Records contained in a dataset

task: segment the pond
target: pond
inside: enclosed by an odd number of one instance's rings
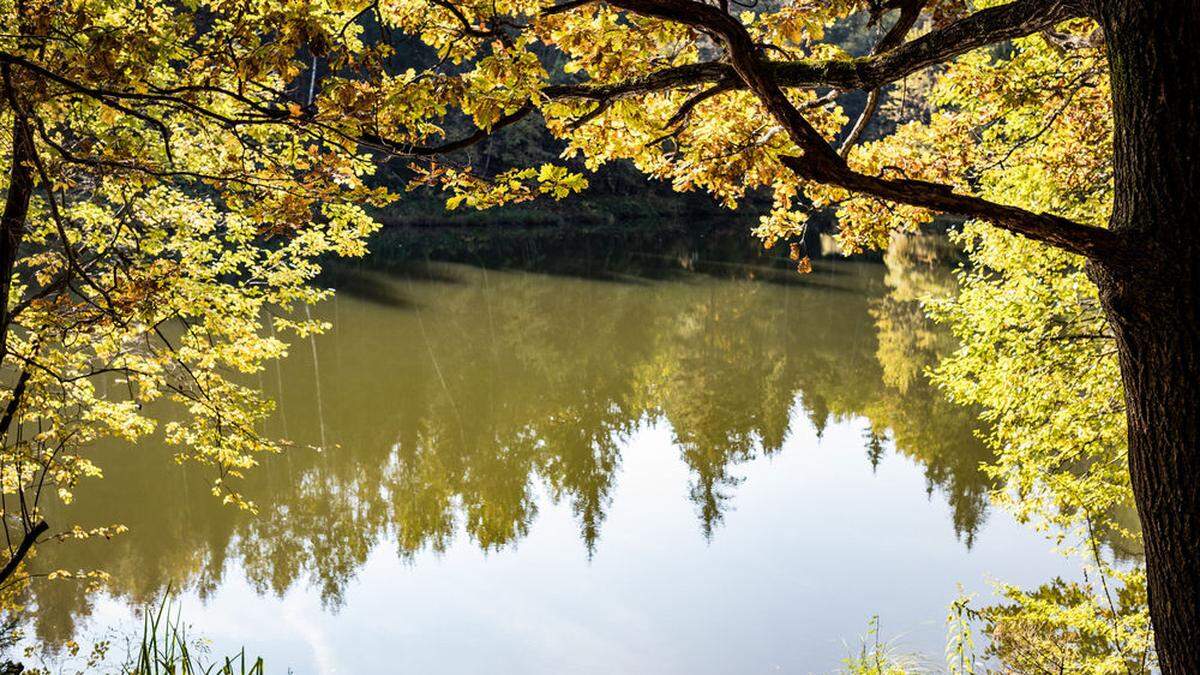
[[[29,633],[137,632],[173,589],[268,672],[828,672],[875,615],[938,663],[960,584],[1073,574],[989,508],[970,411],[922,376],[953,345],[916,298],[951,277],[905,250],[335,270],[334,328],[261,374],[295,445],[245,481],[258,514],[101,450],[61,518],[130,532],[44,547],[111,579],[36,584]]]

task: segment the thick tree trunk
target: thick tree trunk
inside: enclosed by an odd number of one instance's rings
[[[1200,673],[1200,0],[1097,0],[1116,123],[1112,228],[1093,263],[1117,335],[1129,468],[1162,670]]]
[[[1200,673],[1200,294],[1189,267],[1173,289],[1160,270],[1148,284],[1093,271],[1117,334],[1150,615],[1168,675]]]

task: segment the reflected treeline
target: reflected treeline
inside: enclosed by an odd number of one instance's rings
[[[211,476],[169,451],[105,448],[105,478],[50,517],[131,532],[47,545],[36,565],[105,570],[110,592],[148,603],[169,583],[211,591],[236,560],[262,592],[303,580],[337,605],[381,542],[406,559],[460,536],[514,545],[544,494],[570,506],[591,555],[624,440],[656,421],[690,470],[705,536],[736,499],[739,464],[809,424],[857,421],[864,470],[893,448],[922,465],[970,545],[987,457],[970,414],[919,377],[944,342],[910,315],[918,287],[950,277],[909,255],[889,259],[886,277],[869,263],[800,276],[773,258],[706,262],[684,244],[626,257],[604,274],[340,270],[321,308],[334,329],[261,374],[279,401],[264,431],[296,446],[247,478],[256,516],[221,506]],[[92,602],[71,583],[31,593],[49,643],[72,637]]]
[[[982,524],[989,486],[982,480],[962,481],[956,477],[973,475],[990,454],[976,439],[964,437],[976,423],[974,412],[950,405],[925,377],[926,369],[955,344],[953,336],[936,325],[922,307],[925,300],[946,298],[955,292],[954,269],[960,256],[943,236],[892,237],[884,254],[887,291],[869,304],[878,339],[875,356],[880,376],[886,387],[902,394],[884,397],[882,402],[907,409],[894,413],[865,410],[863,414],[873,426],[887,424],[895,433],[896,449],[924,465],[931,494],[937,486],[951,491],[955,532],[970,546]],[[889,424],[888,420],[896,415],[924,415],[944,426]],[[872,429],[869,433],[874,436],[878,432]]]

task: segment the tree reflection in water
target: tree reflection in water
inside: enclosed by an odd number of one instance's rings
[[[728,253],[718,259],[736,259]],[[110,593],[149,603],[169,583],[211,592],[232,559],[260,592],[308,579],[337,606],[381,542],[409,560],[458,536],[516,545],[541,486],[570,505],[591,555],[623,440],[652,422],[673,430],[700,529],[714,537],[738,466],[779,452],[798,415],[818,433],[862,420],[864,468],[889,450],[923,465],[969,547],[987,455],[969,411],[921,376],[949,347],[917,303],[953,283],[939,255],[927,243],[893,248],[886,276],[838,262],[802,277],[784,261],[711,262],[684,244],[621,260],[564,255],[541,266],[549,274],[341,270],[329,280],[338,299],[322,308],[333,331],[261,376],[279,401],[265,431],[296,446],[248,477],[257,516],[222,507],[211,477],[166,452],[104,448],[106,477],[81,485],[61,518],[131,533],[48,546],[37,563],[105,570]],[[70,639],[93,601],[71,583],[31,594],[50,644]]]

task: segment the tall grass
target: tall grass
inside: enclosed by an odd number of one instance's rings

### TRY IT
Only the lines from the first line of the data above through the line with "target: thick tree trunk" should appear in the answer, retyped exactly, with every picture left out.

### ANSWER FOR THIS EXERCISE
task: segment the pond
target: pond
inside: enclosed by an odd number of one instance's rings
[[[29,633],[137,632],[173,589],[268,672],[828,672],[875,615],[938,663],[960,584],[1073,574],[989,508],[970,411],[922,376],[953,345],[916,298],[951,277],[905,250],[335,270],[334,328],[261,374],[295,445],[245,481],[258,514],[101,450],[61,518],[130,532],[44,547],[111,579],[36,584]]]

task: segment the thick tree trunk
target: thick tree trunk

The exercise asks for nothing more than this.